*The problem*: Show each line of the items below that contains the string "brown", treating uppercase and lowercase as distinct.

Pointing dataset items
=======

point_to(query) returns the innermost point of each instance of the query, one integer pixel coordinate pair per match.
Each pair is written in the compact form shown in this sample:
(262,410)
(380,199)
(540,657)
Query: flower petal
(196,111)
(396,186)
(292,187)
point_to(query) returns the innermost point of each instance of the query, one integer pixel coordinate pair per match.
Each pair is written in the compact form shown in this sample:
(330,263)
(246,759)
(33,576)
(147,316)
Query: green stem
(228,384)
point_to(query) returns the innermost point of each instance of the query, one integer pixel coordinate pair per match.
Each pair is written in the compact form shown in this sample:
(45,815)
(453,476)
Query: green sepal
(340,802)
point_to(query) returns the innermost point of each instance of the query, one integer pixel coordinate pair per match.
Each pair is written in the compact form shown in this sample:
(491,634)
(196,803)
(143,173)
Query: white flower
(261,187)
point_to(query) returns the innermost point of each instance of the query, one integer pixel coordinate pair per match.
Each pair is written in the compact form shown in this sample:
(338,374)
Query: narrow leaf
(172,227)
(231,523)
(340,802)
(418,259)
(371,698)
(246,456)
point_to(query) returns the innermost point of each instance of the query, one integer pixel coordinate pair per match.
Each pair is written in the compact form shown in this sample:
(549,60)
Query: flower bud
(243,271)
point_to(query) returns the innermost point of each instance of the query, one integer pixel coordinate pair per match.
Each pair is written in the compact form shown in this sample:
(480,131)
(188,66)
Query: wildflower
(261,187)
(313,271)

=======

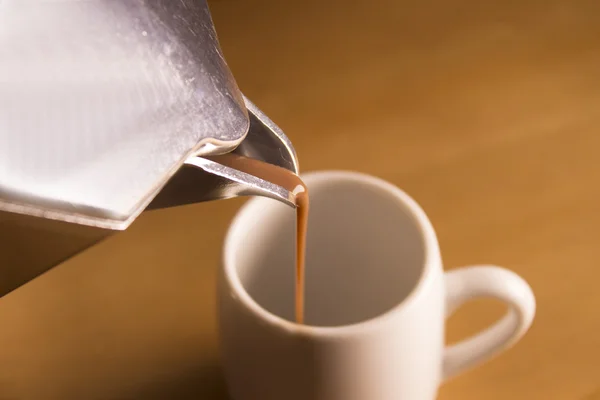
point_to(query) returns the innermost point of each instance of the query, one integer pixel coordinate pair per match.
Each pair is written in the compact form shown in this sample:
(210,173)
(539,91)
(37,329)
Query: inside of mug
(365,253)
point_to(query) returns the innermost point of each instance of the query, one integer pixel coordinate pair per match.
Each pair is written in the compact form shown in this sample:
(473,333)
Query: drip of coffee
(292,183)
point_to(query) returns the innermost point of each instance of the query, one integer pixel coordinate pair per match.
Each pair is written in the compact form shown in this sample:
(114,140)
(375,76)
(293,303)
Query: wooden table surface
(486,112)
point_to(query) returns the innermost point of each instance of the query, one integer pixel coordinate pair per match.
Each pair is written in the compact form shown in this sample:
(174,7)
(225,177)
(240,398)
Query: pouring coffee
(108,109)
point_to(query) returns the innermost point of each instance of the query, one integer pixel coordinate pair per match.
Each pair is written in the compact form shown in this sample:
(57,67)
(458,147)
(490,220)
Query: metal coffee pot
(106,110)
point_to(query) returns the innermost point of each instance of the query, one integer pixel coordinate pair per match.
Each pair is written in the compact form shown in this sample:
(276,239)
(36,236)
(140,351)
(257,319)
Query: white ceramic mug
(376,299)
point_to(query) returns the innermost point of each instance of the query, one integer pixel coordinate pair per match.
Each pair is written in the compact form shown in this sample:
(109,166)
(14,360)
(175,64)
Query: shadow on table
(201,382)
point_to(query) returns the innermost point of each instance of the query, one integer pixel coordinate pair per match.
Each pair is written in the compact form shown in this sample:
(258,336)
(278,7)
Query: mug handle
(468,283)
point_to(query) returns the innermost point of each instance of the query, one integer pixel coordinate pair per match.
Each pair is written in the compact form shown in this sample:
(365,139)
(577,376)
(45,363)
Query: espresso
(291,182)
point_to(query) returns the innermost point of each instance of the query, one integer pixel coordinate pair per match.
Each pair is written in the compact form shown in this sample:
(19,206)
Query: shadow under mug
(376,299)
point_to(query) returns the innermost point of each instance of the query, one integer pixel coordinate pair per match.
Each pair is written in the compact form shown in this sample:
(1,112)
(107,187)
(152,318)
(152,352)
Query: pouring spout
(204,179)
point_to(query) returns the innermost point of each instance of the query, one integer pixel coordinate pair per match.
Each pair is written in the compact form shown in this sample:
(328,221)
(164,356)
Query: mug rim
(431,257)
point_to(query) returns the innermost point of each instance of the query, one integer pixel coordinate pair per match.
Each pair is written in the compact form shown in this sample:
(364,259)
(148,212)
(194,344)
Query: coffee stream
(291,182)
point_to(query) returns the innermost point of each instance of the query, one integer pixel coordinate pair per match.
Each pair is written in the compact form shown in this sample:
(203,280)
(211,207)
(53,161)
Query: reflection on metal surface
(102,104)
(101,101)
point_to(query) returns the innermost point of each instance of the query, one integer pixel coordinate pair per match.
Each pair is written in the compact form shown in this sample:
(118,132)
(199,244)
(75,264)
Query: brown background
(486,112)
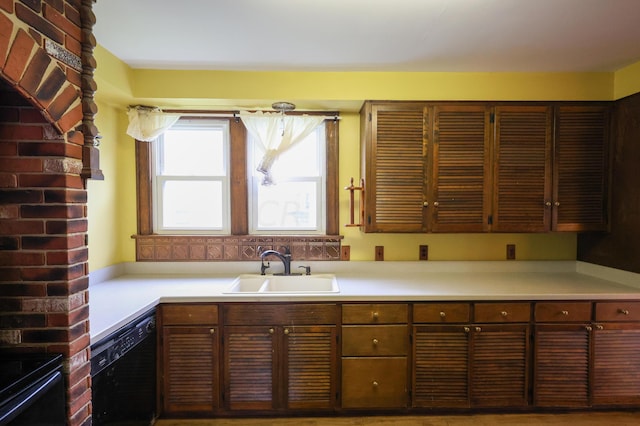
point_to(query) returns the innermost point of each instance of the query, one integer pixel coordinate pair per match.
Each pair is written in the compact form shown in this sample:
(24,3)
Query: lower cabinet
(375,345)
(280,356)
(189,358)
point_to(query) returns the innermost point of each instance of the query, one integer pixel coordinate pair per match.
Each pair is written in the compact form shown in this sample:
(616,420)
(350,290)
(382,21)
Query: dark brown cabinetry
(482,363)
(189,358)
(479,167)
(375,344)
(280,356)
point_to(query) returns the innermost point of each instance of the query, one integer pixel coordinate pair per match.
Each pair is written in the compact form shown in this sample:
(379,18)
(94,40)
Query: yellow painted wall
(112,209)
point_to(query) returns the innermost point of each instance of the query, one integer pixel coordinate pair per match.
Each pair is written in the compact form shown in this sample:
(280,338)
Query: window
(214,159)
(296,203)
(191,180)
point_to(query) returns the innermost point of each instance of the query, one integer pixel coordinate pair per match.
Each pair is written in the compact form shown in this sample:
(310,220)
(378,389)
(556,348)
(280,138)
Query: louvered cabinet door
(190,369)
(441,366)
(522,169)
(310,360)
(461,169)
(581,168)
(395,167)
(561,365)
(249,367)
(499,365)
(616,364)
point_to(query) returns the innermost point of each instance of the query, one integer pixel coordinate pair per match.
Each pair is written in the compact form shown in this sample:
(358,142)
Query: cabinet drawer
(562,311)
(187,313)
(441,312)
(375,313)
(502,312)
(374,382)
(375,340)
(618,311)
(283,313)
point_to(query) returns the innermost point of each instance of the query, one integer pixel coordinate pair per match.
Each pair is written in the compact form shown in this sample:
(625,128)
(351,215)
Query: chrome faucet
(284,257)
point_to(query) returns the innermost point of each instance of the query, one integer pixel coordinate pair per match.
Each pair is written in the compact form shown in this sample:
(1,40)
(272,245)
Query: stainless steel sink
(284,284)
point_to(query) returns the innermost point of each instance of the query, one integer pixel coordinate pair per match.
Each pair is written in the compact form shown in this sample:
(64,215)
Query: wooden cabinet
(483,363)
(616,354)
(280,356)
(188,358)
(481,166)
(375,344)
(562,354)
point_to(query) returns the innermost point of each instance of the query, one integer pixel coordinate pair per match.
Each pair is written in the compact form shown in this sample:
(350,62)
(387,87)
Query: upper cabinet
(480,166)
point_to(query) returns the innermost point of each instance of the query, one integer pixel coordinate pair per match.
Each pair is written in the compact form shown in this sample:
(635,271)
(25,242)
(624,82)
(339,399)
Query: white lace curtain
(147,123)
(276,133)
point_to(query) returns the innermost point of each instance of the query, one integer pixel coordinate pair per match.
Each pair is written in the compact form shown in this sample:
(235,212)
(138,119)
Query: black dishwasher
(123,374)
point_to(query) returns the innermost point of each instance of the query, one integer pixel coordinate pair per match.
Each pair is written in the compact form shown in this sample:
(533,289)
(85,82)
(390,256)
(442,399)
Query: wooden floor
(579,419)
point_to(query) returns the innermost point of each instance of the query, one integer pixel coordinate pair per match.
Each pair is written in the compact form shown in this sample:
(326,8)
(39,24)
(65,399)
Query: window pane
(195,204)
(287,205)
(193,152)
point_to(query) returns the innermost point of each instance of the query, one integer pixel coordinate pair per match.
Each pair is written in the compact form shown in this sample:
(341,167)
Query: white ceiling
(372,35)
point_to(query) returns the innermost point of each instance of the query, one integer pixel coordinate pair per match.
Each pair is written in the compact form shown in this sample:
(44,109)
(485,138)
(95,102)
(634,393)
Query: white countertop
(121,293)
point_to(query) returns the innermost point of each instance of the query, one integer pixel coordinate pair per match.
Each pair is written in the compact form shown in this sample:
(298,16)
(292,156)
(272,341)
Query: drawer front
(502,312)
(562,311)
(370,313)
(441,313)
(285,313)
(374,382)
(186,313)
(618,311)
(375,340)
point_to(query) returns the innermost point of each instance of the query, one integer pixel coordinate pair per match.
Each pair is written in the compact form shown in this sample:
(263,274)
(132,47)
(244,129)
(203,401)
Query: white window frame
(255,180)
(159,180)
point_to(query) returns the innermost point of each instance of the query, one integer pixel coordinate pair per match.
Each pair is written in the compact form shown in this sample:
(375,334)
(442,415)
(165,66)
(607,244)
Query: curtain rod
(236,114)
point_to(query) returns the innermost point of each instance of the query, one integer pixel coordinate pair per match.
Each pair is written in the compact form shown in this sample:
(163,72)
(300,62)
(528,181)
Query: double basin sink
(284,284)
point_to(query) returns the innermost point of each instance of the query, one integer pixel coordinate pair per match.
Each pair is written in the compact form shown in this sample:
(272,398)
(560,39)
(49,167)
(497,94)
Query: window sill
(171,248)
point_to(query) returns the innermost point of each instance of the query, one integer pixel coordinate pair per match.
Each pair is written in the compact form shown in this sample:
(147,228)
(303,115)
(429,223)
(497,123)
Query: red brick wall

=======

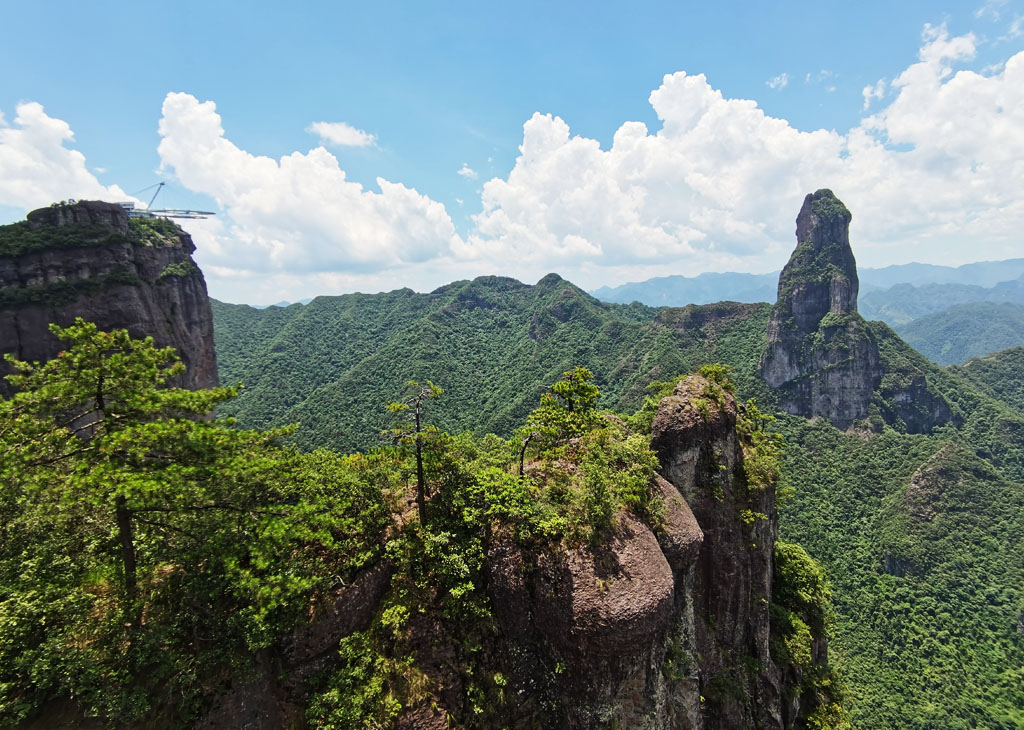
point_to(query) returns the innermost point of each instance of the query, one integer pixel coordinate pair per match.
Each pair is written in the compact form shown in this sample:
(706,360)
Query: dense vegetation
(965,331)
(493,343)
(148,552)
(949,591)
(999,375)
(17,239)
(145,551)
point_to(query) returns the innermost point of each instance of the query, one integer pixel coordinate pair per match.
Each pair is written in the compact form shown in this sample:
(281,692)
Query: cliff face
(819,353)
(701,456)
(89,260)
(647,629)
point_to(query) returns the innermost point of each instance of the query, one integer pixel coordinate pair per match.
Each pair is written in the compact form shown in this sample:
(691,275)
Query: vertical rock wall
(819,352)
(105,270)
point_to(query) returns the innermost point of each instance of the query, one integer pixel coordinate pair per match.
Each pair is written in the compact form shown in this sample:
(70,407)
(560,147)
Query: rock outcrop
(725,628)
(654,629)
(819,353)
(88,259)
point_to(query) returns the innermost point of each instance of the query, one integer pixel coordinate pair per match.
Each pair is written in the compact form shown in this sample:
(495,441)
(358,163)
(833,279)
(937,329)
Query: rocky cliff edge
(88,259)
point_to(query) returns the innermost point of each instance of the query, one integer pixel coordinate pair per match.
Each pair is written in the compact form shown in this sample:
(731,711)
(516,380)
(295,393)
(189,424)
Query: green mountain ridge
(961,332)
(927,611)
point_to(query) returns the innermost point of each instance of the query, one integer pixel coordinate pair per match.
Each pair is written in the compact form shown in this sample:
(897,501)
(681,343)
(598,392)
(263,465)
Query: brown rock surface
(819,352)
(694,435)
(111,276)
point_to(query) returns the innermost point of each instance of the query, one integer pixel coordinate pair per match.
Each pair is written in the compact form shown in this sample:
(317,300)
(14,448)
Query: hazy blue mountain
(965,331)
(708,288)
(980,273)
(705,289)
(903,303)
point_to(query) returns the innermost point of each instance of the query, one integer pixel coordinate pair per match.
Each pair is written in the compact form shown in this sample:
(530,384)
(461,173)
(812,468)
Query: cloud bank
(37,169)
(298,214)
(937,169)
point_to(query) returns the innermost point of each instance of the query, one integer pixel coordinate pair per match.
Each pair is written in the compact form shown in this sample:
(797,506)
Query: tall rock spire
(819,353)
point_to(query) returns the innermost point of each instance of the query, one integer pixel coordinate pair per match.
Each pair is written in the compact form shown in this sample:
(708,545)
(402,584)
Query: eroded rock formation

=======

*The completed task*:
Query: brown background
Query: dark brown cabinetry
Query: brown rock surface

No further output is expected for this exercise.